■ DIRECTIVE A: Transcribe the following essay on being Catholic in full, word for word.

For those of us who believe in the claims of the Catholic Church but are disheartened by her sinking into chaos and corruption, what are we to do? Perhaps the beginning of an answer might be found in Flannery O’Connor’s evergreen observation that we do not so often suffer for the Church as from the Church. One who lived out this difficult truth was the late Fr. Paul Mankowski.

Being a Catholic these days is a hard row to hoe. After a process of conversion, both intellectual and spiritual, I was received into the Catholic Church 23 years ago. I have thus spent half of my life and nearly the entirety of my adult life as a Catholic. I have spent much of that time teaching, writing about, and speaking on why I believe that the Catholic Church is the Church founded by Christ and why everyone should be Catholic. It is not that Catholics are somehow “better” Christians on average or that the traditions of the various Orthodox Churches or Protestant communions are worthless. While I think that there are countless Christians of all kinds who are holier and better than I am and that there is a great deal to be learned about Catholic faith itself from those Christians and the traditions of thought and practice to which they hold, I still hold to the teaching that they and the glorious and indeed Catholic aspects of their way of following Christ should be in visible communion with the Catholic Church. So to the question I am often asked, “Do you want to convert me?” I still answer in the affirmative.

■ DIRECTIVE B: Pick out and copy every line of the records below that contains the word "this".

(Data lines)
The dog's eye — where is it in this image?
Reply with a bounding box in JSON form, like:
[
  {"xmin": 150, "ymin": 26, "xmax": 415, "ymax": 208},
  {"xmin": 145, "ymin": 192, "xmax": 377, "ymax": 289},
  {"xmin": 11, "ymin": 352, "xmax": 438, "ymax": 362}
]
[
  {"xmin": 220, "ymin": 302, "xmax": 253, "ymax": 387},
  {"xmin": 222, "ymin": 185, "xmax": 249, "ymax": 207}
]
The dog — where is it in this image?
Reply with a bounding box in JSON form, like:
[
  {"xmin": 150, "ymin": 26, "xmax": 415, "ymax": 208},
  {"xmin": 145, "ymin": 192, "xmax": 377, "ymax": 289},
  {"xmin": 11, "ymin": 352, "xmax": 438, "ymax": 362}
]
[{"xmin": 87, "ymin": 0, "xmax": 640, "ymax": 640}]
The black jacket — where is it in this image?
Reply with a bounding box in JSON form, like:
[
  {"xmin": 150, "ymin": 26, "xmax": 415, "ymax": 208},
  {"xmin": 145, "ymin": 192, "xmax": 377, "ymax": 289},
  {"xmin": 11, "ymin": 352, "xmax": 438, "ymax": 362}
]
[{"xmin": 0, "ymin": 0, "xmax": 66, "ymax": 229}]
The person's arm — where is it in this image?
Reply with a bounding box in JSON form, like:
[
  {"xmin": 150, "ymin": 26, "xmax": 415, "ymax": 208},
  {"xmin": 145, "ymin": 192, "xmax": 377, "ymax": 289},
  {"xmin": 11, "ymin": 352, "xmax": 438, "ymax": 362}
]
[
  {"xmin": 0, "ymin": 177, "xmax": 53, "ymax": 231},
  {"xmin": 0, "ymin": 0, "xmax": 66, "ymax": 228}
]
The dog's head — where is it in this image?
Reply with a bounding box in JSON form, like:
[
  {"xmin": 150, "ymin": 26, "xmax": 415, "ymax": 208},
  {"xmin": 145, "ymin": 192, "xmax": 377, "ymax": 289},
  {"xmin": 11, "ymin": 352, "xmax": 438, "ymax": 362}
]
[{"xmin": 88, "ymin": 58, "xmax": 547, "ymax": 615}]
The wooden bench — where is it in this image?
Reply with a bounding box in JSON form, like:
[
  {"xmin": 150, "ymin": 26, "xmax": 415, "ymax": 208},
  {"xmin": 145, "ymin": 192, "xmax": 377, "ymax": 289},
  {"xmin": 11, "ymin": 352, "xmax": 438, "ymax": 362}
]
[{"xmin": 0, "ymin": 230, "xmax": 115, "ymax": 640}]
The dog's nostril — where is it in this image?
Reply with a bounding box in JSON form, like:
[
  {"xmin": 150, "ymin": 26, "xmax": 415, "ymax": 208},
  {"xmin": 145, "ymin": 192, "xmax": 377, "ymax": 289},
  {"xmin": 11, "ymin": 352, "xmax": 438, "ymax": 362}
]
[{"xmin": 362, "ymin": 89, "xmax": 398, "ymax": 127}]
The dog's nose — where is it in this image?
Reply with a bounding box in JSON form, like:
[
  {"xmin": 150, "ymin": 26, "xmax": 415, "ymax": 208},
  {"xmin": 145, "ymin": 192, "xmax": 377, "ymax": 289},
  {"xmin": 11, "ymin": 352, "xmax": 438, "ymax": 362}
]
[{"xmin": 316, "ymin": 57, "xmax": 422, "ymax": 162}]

■ RESPONSE A:
For those of us who believe in the claims of the Catholic Church but are disheartened by her sinking into chaos and corruption, what are we to do? Perhaps the beginning of an answer might be found in Flannery O’Connor’s evergreen observation that we do not so often suffer for the Church as from the Church. One who lived out this difficult truth was the late Fr. Paul Mankowski.

Being a Catholic these days is a hard row to hoe. After a process of conversion, both intellectual and spiritual, I was received into the Catholic Church 23 years ago. I have thus spent half of my life and nearly the entirety of my adult life as a Catholic. I have spent much of that time teaching, writing about, and speaking on why I believe that the Catholic Church is the Church founded by Christ and why everyone should be Catholic. It is not that Catholics are somehow “better” Christians on average or that the traditions of the various Orthodox Churches or Protestant communions are worthless. While I think that there are countless Christians of all kinds who are holier and better than I am and that there is a great deal to be learned about Catholic faith itself from those Christians and the traditions of thought and practice to which they hold, I still hold to the teaching that they and the glorious and indeed Catholic aspects of their way of following Christ should be in visible communion with the Catholic Church. So to the question I am often asked, “Do you want to convert me?” I still answer in the affirmative.

■ RESPONSE B:
The dog's eye — where is it in this image?
The dog — where is it in this image?
The black jacket — where is it in this image?
The person's arm — where is it in this image?
The dog's head — where is it in this image?
The wooden bench — where is it in this image?
The dog's nostril — where is it in this image?
The dog's nose — where is it in this image?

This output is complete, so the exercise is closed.